_What you are asked to do_:
Please copy out every line of the items below that contains the word "spire".

_Recorded data_:
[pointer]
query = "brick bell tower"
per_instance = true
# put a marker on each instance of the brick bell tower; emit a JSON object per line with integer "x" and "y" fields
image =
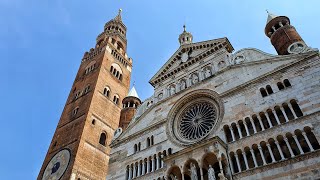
{"x": 283, "y": 36}
{"x": 130, "y": 104}
{"x": 79, "y": 148}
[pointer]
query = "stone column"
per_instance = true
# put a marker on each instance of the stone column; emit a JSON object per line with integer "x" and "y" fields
{"x": 231, "y": 165}
{"x": 245, "y": 160}
{"x": 246, "y": 127}
{"x": 139, "y": 170}
{"x": 220, "y": 165}
{"x": 143, "y": 168}
{"x": 291, "y": 109}
{"x": 275, "y": 116}
{"x": 239, "y": 130}
{"x": 289, "y": 147}
{"x": 159, "y": 161}
{"x": 262, "y": 155}
{"x": 232, "y": 133}
{"x": 130, "y": 173}
{"x": 261, "y": 124}
{"x": 279, "y": 149}
{"x": 148, "y": 165}
{"x": 298, "y": 144}
{"x": 308, "y": 142}
{"x": 268, "y": 119}
{"x": 271, "y": 153}
{"x": 284, "y": 114}
{"x": 254, "y": 158}
{"x": 238, "y": 163}
{"x": 153, "y": 164}
{"x": 134, "y": 171}
{"x": 253, "y": 125}
{"x": 201, "y": 174}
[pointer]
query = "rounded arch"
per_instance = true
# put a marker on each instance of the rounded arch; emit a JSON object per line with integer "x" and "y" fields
{"x": 174, "y": 172}
{"x": 103, "y": 138}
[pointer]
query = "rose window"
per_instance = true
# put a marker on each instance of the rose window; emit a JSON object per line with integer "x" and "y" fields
{"x": 197, "y": 120}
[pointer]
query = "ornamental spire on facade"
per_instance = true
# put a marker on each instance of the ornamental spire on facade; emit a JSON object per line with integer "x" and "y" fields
{"x": 185, "y": 37}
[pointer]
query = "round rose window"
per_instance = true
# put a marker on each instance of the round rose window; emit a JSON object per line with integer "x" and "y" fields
{"x": 197, "y": 120}
{"x": 194, "y": 117}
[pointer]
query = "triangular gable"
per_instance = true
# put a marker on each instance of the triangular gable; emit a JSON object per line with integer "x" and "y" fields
{"x": 195, "y": 51}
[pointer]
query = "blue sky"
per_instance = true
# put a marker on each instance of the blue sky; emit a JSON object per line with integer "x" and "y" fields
{"x": 42, "y": 43}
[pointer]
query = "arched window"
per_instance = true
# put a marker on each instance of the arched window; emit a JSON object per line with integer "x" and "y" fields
{"x": 148, "y": 142}
{"x": 280, "y": 86}
{"x": 135, "y": 148}
{"x": 296, "y": 108}
{"x": 116, "y": 99}
{"x": 75, "y": 111}
{"x": 152, "y": 141}
{"x": 106, "y": 91}
{"x": 269, "y": 89}
{"x": 103, "y": 138}
{"x": 287, "y": 83}
{"x": 263, "y": 92}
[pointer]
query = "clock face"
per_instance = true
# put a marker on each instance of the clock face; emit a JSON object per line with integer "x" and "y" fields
{"x": 184, "y": 57}
{"x": 57, "y": 165}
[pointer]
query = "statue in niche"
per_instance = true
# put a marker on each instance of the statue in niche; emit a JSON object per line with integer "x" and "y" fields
{"x": 173, "y": 177}
{"x": 207, "y": 72}
{"x": 172, "y": 90}
{"x": 195, "y": 79}
{"x": 221, "y": 177}
{"x": 193, "y": 171}
{"x": 211, "y": 173}
{"x": 182, "y": 85}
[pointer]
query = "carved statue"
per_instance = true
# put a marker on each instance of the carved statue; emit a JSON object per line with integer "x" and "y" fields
{"x": 208, "y": 73}
{"x": 193, "y": 171}
{"x": 194, "y": 79}
{"x": 211, "y": 173}
{"x": 221, "y": 177}
{"x": 182, "y": 85}
{"x": 173, "y": 177}
{"x": 172, "y": 90}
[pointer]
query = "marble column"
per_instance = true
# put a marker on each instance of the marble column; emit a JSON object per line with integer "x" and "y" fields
{"x": 298, "y": 144}
{"x": 289, "y": 147}
{"x": 284, "y": 114}
{"x": 253, "y": 125}
{"x": 279, "y": 149}
{"x": 271, "y": 153}
{"x": 238, "y": 162}
{"x": 261, "y": 124}
{"x": 232, "y": 133}
{"x": 254, "y": 158}
{"x": 262, "y": 155}
{"x": 276, "y": 116}
{"x": 246, "y": 127}
{"x": 130, "y": 173}
{"x": 139, "y": 170}
{"x": 148, "y": 166}
{"x": 143, "y": 167}
{"x": 291, "y": 109}
{"x": 201, "y": 174}
{"x": 231, "y": 165}
{"x": 308, "y": 142}
{"x": 239, "y": 130}
{"x": 245, "y": 160}
{"x": 268, "y": 119}
{"x": 134, "y": 171}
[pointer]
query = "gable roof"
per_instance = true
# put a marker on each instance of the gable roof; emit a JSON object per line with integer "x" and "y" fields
{"x": 204, "y": 48}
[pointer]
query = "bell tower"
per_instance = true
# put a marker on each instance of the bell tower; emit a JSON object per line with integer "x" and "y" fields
{"x": 80, "y": 146}
{"x": 283, "y": 36}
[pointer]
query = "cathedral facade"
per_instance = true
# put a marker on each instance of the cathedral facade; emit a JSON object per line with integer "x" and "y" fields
{"x": 215, "y": 113}
{"x": 219, "y": 114}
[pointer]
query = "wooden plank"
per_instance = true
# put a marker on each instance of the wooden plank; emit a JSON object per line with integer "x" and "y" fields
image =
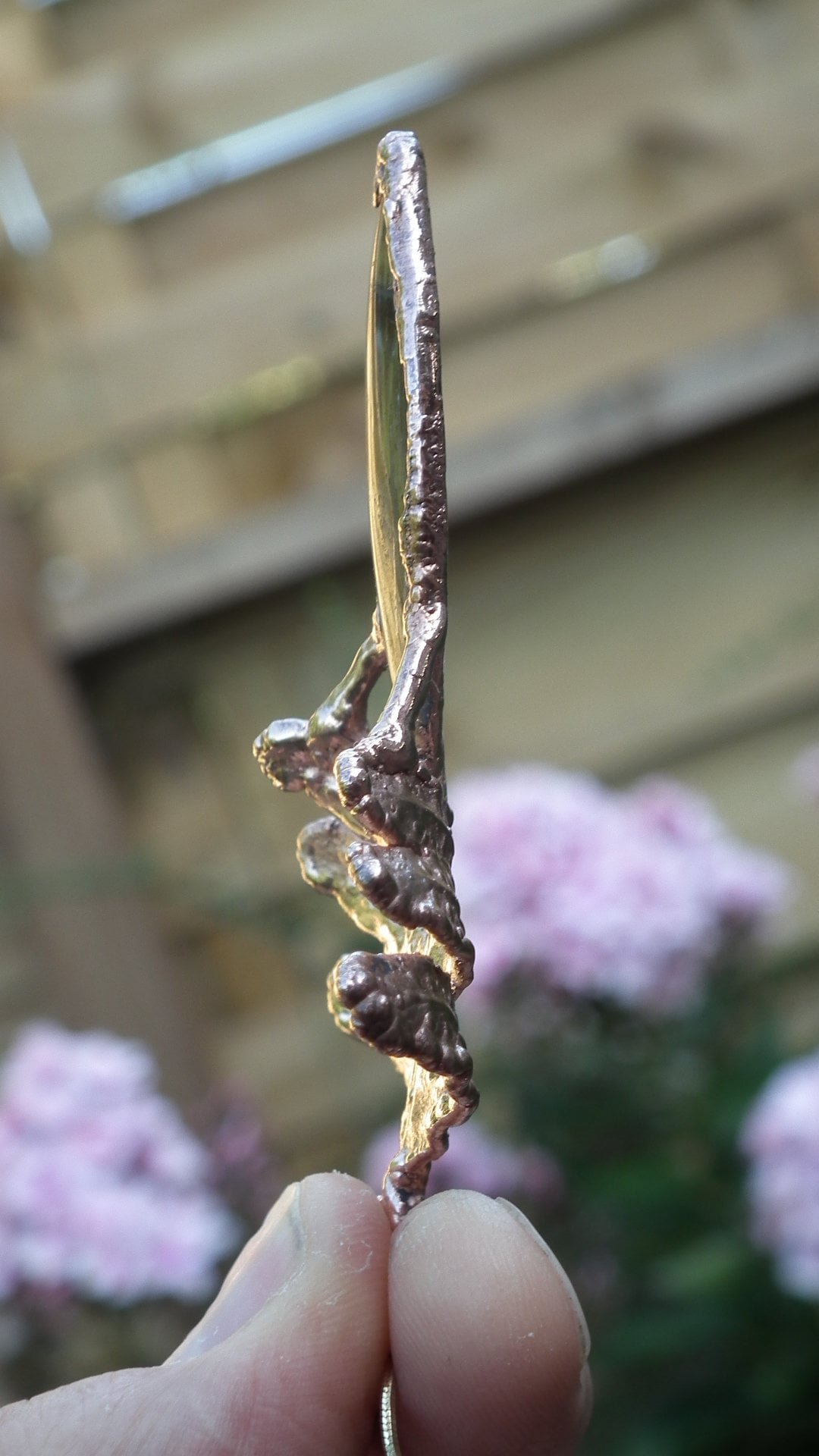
{"x": 167, "y": 96}
{"x": 143, "y": 367}
{"x": 98, "y": 951}
{"x": 519, "y": 459}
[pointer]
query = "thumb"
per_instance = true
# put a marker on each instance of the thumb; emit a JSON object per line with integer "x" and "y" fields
{"x": 289, "y": 1357}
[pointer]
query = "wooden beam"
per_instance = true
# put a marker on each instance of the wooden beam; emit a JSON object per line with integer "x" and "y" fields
{"x": 544, "y": 450}
{"x": 96, "y": 946}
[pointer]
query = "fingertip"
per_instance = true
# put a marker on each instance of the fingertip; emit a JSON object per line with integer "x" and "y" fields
{"x": 487, "y": 1348}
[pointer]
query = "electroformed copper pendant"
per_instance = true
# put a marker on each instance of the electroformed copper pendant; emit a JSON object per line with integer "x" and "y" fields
{"x": 385, "y": 849}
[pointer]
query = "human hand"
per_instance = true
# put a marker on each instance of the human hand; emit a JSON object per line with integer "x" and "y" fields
{"x": 485, "y": 1337}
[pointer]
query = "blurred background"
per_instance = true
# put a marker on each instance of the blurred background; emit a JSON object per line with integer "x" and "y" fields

_Solved exercise_:
query = "ornamental spire on facade"
# put a marker on each instance of the ornamental spire on facade; emit a JSON object per line with integer "x" and "y" fields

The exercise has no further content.